**Problem statement:** In the music roundup below, which free EP includes the song "Environmental Studies"?

───── Source text

Today, Aesop Rock and Homeboy Sandman major in environmental studies; Chance the Rapper is in paradise; and Father swishes.

Our distinguished panel this afternoon consists of  Marcus DowlingPhil R, Jose Lopez-Sanchez of Dead Curious, Leah Manners of Hip Hop Hooray, Joshua Phelps, and Aaron Miller of Austin Mic Exchange.


Aesop Rock & Homeboy Sandman: “Environmental Studies”

When last we heard Aesop Rock and producer Blockhead combine, they were giving us “Cat Food”,  a song that happens to be one of Rec-Room’s favorites of the year. So, no pressure or anything for “Environmental Studies”. The song comes from Lice, a recently released free EP from Aesop Rock and fellow New York underground heavy Homeboy Sandman. (The two will sell physical copies of the Stones Throw record at upcoming shows.)

──────────
───── Source material

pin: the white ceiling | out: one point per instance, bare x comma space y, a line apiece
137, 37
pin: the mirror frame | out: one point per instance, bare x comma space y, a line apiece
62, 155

──────────

**Solution to this problem:** Lice